**Work to do**
Reproduce the text below about the Little Tokyo Recreation Center word for word, from the address line to the end.

**Provided text**
_ _ _ _ _

Los Angeles, CA 90013
 
Map of Little Tokyo Recreation Center, 300 S Central Ave., Los Angeles

It's more than a 'gym'!  
Although it's often called a 'gym' for short, the Little Tokyo Recreation Center would be much more. The core activities would be sports and martial arts centered, with a multi-court gymnasium. But based on community input, the concept of this facility has expanded.

We'd like to build in spaces for a senior citizens' lunch program and related social activities, classes for writing, taiko, music and dance, and theater workshops. Other ideas envisioned by younger Nikkei include a computer/cyber center, billiards, karaoke, or other 'hang-out' activities.

_ _ _ _ _

**Entries shown**
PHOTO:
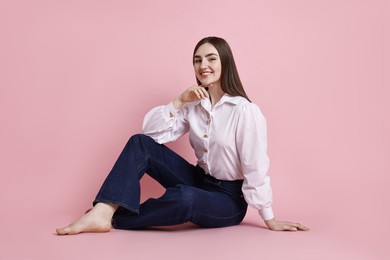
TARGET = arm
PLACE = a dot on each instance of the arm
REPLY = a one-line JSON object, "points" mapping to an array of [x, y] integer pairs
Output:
{"points": [[167, 123], [252, 132]]}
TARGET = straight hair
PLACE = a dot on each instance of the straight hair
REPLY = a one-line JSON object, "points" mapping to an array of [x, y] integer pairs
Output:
{"points": [[230, 80]]}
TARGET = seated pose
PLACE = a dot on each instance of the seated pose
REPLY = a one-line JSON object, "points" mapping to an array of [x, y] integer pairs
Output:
{"points": [[229, 136]]}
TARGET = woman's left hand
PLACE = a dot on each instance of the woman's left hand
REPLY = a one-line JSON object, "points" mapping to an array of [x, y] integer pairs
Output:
{"points": [[277, 225]]}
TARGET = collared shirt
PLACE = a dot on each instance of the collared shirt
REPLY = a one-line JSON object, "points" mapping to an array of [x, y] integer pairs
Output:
{"points": [[229, 139]]}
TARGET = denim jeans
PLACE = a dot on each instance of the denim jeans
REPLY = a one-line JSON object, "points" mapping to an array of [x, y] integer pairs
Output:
{"points": [[190, 195]]}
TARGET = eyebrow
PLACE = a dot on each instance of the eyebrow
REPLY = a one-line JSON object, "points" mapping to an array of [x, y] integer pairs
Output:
{"points": [[207, 55]]}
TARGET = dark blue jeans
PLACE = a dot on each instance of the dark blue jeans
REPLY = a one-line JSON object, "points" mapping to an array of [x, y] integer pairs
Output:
{"points": [[190, 195]]}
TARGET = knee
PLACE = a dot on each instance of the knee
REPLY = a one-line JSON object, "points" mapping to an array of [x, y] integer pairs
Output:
{"points": [[139, 139], [186, 195]]}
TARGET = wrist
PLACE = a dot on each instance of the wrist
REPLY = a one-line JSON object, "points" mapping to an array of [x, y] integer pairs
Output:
{"points": [[270, 222]]}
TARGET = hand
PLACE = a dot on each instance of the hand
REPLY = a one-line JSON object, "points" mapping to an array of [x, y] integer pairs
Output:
{"points": [[191, 94], [277, 225]]}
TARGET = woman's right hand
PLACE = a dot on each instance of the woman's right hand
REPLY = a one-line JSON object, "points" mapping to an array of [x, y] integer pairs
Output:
{"points": [[191, 94]]}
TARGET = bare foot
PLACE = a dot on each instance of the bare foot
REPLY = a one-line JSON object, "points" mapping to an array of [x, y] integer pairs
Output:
{"points": [[98, 219]]}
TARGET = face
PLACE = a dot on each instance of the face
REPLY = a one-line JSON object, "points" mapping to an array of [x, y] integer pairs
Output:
{"points": [[207, 65]]}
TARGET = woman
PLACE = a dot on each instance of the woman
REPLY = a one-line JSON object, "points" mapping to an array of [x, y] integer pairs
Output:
{"points": [[228, 134]]}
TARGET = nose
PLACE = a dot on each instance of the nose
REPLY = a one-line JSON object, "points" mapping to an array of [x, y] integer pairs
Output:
{"points": [[204, 64]]}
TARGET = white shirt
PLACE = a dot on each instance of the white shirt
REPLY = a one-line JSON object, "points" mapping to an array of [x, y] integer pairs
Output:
{"points": [[229, 139]]}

_ _ _ _ _

**Solution to the problem**
Los Angeles, CA 90013
 
Map of Little Tokyo Recreation Center, 300 S Central Ave., Los Angeles

It's more than a 'gym'!  
Although it's often called a 'gym' for short, the Little Tokyo Recreation Center would be much more. The core activities would be sports and martial arts centered, with a multi-court gymnasium. But based on community input, the concept of this facility has expanded.

We'd like to build in spaces for a senior citizens' lunch program and related social activities, classes for writing, taiko, music and dance, and theater workshops. Other ideas envisioned by younger Nikkei include a computer/cyber center, billiards, karaoke, or other 'hang-out' activities.